Texto para analizar

· · · · ·

El espíritu de Cristo es tan puro y tan sensitivo que adivinaba inmediatamente el contacto con cualquier orden de pensamientos bajos y ruines.

Nuestro poder para sentir y adivinar la naturaleza de los hombres está siempre en proporción de lo más o menos libres que nosotros mismos estemos de todo mal pensamiento. La pureza de idea significa poder, del mismo modo que la pureza del acerado da mayor fuerza al hierro. El refinamiento y la elevación del espíritu son producto siempre de las ideas más puras, que resultan las más poderosas. Cristo sintió la naturaleza perversa de aquella mujer con todos sus efectos; pero, conociendo las leyes, se liberó de su dañosa influencia poniendo en acción sus ideas de bondad, siempre más poderosas que las de maldad. De lo contrario se hubiera visto obligado a permanecer en más duradera asociación con ella, viéndose forzado después a emplear sus energías en echar fuera de sí el mal resultante de las ideas de la mujer, energías que pudiera emplear mucho mejor en otras direcciones. Si nuestro espíritu es realmente superior, hallaremos en este mundo muchas personas a quienes podemos hacer tan sólo una cierta cantidad de bien mediante nuestra asociación, porque en realidad sólo tienen capacidad receptiva para una muy pequeña parte de elementos mentales superiores, mientras que ellas nos darán en cambio una gran cantidad de sus más inferiores elementos. Es como si nosotros les diésemos oro, y ellas nos lo devolviesen convertido en hierro. Así, podemos tomar de ellas mayor cantidad de hierro de la que nos conviene, mientras que nosotros les damos mayor cantidad de oro de la que pueden absorber, con lo cual unos y otros vamos perdiendo.

Por tanto, lo que hemos de procurar es asociarnos con aquellos hombres que puedan apreciar mejor nuestro espíritu y emplearlo con mayor provecho, con lo cual saldremos todos beneficiados, mental y físicamente, pues se puede decir, en tal caso, que unos y otros quedamos uncidos a un mismo yugo.

· · · · ·

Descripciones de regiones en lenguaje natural
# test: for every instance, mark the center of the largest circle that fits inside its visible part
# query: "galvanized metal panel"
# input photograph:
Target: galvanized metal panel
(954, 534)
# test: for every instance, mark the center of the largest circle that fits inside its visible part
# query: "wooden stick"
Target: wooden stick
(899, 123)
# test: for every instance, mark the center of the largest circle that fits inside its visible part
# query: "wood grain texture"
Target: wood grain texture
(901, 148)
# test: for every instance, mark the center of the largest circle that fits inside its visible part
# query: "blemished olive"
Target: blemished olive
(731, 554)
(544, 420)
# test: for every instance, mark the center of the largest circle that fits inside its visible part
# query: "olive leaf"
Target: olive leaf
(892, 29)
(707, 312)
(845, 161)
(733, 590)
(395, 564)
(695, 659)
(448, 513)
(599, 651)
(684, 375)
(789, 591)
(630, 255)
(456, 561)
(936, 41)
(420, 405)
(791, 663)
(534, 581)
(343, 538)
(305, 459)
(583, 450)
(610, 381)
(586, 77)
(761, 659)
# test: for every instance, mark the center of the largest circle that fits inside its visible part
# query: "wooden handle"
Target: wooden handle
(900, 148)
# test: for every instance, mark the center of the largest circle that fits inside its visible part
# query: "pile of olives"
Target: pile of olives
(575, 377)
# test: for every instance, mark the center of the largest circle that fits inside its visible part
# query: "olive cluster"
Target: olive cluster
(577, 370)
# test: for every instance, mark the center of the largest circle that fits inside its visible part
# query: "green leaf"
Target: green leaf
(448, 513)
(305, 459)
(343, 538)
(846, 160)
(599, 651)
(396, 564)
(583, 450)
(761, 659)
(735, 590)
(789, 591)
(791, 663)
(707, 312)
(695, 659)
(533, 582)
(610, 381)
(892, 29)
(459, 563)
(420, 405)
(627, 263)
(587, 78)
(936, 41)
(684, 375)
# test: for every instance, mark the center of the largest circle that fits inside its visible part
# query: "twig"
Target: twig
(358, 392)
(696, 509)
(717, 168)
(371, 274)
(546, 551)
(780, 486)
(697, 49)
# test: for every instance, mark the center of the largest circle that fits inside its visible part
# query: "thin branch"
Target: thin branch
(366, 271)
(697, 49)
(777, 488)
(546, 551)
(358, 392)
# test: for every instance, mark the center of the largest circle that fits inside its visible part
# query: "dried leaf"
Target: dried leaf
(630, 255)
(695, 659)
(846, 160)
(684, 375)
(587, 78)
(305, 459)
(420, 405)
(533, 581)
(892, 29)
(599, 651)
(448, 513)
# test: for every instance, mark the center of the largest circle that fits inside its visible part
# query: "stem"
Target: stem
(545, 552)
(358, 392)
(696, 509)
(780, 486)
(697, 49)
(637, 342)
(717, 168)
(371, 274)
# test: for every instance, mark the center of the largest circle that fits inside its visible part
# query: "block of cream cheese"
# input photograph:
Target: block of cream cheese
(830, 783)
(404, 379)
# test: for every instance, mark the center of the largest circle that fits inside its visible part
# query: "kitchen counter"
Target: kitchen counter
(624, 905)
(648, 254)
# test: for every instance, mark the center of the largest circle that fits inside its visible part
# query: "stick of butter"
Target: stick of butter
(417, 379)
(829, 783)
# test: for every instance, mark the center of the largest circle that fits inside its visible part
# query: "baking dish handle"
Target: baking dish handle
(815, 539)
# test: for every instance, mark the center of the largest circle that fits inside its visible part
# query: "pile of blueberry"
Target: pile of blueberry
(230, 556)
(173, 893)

· · · · ·

Tareas por realizar
1 - Duplica con toda fidelidad, del texto sobre la pureza del pensamiento, todo lo que va desde "Por tanto, lo" hasta "un mismo yugo.".
2 - Retoma el texto sobre la pureza del pensamiento y continúalo a partir de donde termina.

Lista de respuestas
1 -
Por tanto, lo que hemos de procurar es asociarnos con aquellos hombres que puedan apreciar mejor nuestro espíritu y emplearlo con mayor provecho, con lo cual saldremos todos beneficiados, mental y físicamente, pues se puede decir, en tal caso, que unos y otros quedamos uncidos a un mismo yugo.

2 -
Si la mente superior de nuestro espíritu no quiere más que entretener y divertir a la gente y que nadie saque de ello más que un placer momentáneo, podemos hacerlo así, y los demás lo harán también así con nosotros; pero el provecho que todos sacaremos de este juego será relativamente muy pequeño, sin ventajas positivas para nuestro adelanto. Si los espíritus mejoran muy lentamente, a fuerza de los elementos mentales que absorben de nosotros, no podemos mantener o soportar mucho tiempo estrecha asociación con ellos, pues es señal de que están aún muy distantes de nuestra esfera espiritual. Si mejoran rápidamente a favor de la asociación con nosotros; si se apoderan de la verdad que les facilitamos y prueban a obrar y a vivir de conformidad con ella, podemos permanecer más largamente unidos con ellos, pues es señal de que están ya más cerca de nosotros. Si progresan muy rápidamente, con sus progresos van construyendo su propia vida y dan a su espíritu alguna cualidad especial propiamente suya, la cual será absorbida luego por nosotros como un nuevo alimento que nos nutre y nos fortalece, por donde se ve que nuestro verdadero provecho lo hemos de hallar tanto en lo que damos como en lo que recibimos.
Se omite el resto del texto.